#### [TEXT]
----

Think about what this means from a pure design standpoint. A cover's first job is to communicate something — not everything, not literally, but something — about the book it contains. If the cover produces completely the wrong associations in almost every person who sees it, it has failed at the most basic level of its function. Penguin's own teaser campaign proved the cover didn't work before the book even went on sale. They just didn't notice, didn't care or maybe the Art Editor was on holiday.
The comments on the Facebook post numbered 677, and they were not kind. "Creepy." "Sexualised." "Inappropriate garbage." Lolita jokes multiplied. Jon Benét Ramsey was mentioned repeatedly. Author Joanne Harris (Chocolat) tweeted: "I'm not sure why adults need a different cover anyway, but who was it who decided that 'adult' meant 'inappropriately sexualised'?" Patrick Ness (A Monster Calls and stacks of others) went further, describing the cover as a publishing mistake on a par with the Hitler Diaries. The Guardian named it one of the worst book covers ever made.
Independent booksellers reported that they wouldn't stock it. One called it "so postmodern it's not even relevant to the story." A floor manager at a Washington DC bookshop, when asked about the cover, responded simply: "You mean, the worst cover ever?"

----

#### [ENTRIES PROVIDED]
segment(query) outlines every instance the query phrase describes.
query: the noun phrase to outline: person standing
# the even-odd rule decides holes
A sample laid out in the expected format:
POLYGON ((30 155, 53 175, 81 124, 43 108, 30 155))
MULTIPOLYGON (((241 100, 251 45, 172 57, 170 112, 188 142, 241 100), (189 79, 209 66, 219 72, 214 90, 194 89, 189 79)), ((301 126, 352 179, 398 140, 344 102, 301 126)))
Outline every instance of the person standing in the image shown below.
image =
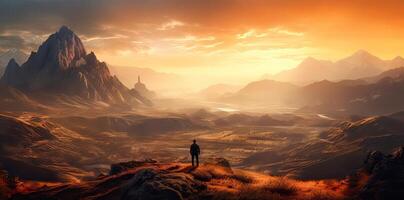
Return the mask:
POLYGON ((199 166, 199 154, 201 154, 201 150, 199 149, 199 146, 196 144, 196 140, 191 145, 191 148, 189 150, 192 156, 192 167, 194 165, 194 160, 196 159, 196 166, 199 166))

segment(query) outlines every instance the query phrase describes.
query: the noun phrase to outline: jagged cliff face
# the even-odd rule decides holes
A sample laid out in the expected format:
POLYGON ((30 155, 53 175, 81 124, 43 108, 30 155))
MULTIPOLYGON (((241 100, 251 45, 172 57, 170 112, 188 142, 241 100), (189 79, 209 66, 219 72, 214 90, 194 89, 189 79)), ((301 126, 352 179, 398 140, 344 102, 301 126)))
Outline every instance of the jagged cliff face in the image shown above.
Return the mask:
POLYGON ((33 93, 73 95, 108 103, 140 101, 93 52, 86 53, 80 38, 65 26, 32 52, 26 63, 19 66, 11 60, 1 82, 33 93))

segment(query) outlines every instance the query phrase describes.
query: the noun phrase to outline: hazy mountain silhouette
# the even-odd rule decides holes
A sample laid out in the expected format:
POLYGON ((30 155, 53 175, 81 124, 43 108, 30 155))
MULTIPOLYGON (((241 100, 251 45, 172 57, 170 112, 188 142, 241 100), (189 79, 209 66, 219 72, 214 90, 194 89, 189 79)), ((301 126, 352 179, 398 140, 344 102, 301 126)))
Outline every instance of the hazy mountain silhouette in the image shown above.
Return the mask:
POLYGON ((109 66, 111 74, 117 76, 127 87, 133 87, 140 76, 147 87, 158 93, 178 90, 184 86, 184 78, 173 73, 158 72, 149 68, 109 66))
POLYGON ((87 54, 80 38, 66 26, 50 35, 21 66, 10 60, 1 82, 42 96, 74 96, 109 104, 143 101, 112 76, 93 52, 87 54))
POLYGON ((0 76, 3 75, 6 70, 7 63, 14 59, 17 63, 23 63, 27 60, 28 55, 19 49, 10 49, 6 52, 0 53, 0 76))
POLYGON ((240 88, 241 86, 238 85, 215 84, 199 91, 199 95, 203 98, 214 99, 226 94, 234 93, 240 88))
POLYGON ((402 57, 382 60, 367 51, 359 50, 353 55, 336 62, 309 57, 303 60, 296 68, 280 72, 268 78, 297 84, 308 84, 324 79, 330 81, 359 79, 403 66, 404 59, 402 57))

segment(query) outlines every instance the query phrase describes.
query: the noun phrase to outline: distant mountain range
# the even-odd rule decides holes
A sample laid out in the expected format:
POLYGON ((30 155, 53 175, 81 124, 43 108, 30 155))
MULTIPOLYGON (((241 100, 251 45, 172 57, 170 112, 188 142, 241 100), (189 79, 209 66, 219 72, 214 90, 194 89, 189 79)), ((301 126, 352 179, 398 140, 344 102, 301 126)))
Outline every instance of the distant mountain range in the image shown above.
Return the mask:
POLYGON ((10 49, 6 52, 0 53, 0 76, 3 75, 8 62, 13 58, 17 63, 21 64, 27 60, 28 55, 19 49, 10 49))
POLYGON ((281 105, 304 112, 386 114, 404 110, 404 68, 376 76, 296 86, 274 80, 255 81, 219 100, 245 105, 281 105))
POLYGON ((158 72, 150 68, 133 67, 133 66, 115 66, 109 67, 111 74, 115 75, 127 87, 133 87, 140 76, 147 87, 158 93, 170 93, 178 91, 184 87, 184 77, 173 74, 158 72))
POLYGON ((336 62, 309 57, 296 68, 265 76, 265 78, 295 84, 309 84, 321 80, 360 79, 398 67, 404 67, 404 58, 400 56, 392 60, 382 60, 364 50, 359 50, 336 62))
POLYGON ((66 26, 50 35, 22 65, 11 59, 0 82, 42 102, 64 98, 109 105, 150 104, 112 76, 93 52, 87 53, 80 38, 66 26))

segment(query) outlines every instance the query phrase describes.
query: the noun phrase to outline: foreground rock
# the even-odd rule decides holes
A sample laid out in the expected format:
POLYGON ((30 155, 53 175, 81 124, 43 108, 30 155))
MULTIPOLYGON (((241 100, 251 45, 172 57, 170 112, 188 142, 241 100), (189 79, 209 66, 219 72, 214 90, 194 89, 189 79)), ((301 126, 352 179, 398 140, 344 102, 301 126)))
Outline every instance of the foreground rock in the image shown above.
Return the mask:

----

#### [WHAT YOU HAVE TO DO]
List the three short comments quoted from the Facebook post in the passage about the book cover. The records are separate material from the passage about the book cover.

#### [SOLUTION TO THIS PROBLEM]
"Creepy."
"Sexualised."
"Inappropriate garbage."